Instructions to follow
How many lines in the records below contain the string "covered"? Reply with the number alone.

Pointing entries for named objects
==*==
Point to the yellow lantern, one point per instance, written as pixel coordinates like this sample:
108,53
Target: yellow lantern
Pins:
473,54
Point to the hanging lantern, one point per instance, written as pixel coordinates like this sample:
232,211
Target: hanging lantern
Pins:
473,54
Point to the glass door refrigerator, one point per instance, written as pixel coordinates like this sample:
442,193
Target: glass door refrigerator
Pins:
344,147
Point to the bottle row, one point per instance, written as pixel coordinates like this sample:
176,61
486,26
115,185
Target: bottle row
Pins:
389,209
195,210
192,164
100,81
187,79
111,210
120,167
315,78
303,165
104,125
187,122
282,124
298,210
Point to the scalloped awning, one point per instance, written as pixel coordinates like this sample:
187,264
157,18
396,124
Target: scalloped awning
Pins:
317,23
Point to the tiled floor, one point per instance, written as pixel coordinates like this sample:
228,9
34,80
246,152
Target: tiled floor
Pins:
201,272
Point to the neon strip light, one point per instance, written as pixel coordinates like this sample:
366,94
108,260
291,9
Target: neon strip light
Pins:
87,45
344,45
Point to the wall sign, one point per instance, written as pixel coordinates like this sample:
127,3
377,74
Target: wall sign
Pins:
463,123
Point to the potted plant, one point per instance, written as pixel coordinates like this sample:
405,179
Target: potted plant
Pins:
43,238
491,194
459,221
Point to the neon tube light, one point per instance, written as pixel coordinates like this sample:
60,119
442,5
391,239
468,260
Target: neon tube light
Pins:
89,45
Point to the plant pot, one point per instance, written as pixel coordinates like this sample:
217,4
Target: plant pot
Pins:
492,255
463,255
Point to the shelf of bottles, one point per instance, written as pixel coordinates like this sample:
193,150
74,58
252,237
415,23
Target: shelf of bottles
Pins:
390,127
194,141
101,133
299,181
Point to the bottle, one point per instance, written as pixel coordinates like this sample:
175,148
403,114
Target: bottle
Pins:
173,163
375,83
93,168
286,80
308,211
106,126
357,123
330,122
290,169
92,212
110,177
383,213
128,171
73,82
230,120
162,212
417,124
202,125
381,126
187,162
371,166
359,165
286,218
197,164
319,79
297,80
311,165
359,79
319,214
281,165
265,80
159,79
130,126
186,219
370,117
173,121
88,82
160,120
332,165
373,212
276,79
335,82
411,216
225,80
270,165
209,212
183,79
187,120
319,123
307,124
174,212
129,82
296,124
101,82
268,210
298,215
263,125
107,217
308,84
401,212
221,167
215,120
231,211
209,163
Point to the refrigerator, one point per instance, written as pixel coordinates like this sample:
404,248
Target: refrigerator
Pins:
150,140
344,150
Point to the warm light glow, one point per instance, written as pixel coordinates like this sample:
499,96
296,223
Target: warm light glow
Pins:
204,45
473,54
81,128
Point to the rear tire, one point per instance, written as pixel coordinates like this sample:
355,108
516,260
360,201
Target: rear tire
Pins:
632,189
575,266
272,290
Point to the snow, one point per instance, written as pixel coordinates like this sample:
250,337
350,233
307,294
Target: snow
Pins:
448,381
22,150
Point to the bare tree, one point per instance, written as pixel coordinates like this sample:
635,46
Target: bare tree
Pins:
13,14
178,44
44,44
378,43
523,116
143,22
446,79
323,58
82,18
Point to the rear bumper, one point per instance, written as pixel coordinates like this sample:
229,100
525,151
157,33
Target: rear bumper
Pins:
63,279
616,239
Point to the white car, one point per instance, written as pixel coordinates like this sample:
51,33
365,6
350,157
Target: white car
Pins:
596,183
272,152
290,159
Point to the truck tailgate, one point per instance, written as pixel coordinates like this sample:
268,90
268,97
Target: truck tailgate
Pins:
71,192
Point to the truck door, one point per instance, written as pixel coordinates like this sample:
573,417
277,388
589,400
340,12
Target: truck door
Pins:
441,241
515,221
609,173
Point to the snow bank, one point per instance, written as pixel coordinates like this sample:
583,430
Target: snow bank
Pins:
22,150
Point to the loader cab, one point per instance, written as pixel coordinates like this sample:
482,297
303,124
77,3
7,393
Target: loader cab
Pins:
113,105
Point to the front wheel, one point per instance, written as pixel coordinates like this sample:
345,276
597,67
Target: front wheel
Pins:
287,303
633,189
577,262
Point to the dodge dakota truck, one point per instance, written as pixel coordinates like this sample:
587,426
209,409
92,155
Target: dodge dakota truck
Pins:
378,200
==*==
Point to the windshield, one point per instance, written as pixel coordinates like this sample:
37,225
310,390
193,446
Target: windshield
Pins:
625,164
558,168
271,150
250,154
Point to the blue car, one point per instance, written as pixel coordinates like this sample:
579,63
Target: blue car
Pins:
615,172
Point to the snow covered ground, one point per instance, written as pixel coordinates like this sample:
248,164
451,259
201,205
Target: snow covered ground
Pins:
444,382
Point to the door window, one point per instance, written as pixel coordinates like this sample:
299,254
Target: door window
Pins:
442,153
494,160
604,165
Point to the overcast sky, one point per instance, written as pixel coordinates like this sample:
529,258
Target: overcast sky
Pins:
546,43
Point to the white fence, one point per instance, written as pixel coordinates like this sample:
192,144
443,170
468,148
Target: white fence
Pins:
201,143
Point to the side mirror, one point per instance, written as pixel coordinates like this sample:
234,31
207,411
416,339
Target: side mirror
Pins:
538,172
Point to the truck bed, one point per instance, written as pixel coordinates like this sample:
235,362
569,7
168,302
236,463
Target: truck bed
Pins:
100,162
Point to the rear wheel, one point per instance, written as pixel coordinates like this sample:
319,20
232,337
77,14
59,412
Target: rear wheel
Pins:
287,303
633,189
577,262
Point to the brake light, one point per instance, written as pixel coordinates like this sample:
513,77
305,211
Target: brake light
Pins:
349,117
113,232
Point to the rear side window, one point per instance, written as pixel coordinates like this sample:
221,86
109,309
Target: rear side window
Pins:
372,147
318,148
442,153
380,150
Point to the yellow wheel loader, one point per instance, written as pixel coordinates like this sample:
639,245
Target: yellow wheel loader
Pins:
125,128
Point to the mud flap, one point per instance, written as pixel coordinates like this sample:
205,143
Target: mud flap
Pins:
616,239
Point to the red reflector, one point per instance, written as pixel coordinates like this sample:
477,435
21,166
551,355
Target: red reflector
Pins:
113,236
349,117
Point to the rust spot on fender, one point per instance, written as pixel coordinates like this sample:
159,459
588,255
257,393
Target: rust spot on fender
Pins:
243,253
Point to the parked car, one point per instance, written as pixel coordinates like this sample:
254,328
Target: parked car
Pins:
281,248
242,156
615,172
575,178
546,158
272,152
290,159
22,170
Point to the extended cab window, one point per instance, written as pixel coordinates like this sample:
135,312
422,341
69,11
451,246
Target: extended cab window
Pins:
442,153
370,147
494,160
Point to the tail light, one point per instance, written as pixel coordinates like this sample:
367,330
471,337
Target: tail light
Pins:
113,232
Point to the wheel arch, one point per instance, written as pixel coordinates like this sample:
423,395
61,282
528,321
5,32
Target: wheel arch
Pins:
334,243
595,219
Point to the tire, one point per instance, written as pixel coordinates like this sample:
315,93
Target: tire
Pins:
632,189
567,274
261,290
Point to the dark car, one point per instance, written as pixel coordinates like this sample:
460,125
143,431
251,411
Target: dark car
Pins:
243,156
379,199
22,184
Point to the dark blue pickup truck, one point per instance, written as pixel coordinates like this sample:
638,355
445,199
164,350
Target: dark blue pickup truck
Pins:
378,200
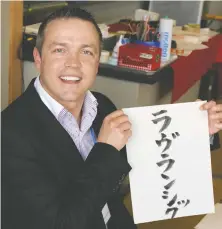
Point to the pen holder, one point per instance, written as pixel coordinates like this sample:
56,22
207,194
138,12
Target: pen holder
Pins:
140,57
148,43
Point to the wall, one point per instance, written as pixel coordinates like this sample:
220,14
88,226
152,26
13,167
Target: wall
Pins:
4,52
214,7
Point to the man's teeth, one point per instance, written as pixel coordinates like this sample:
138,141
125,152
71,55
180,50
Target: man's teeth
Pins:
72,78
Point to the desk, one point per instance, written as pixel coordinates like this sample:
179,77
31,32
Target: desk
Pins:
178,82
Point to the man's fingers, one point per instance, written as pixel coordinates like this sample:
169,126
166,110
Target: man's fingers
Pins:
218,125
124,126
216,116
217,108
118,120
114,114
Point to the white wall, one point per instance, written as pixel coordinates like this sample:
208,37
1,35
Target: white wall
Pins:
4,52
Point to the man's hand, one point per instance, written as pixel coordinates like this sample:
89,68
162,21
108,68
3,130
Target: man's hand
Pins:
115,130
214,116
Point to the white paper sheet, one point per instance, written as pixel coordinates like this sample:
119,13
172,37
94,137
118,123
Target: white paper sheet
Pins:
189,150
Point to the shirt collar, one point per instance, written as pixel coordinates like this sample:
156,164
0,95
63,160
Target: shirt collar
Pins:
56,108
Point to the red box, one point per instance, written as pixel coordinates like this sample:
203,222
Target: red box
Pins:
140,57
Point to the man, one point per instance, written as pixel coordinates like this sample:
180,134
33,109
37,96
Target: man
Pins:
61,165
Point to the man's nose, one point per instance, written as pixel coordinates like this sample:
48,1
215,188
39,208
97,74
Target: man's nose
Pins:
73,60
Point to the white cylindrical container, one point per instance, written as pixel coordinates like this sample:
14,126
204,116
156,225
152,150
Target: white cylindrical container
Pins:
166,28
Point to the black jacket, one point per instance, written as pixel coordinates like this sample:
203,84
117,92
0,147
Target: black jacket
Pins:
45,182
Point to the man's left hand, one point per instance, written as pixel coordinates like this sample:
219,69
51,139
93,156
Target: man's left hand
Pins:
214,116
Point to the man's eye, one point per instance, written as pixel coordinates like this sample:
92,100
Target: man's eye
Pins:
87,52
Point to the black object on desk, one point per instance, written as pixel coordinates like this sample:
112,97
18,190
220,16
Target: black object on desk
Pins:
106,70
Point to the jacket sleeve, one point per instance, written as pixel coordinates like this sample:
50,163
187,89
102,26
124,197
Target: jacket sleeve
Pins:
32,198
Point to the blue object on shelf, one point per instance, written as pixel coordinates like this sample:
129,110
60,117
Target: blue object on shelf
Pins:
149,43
==*==
Final answer
2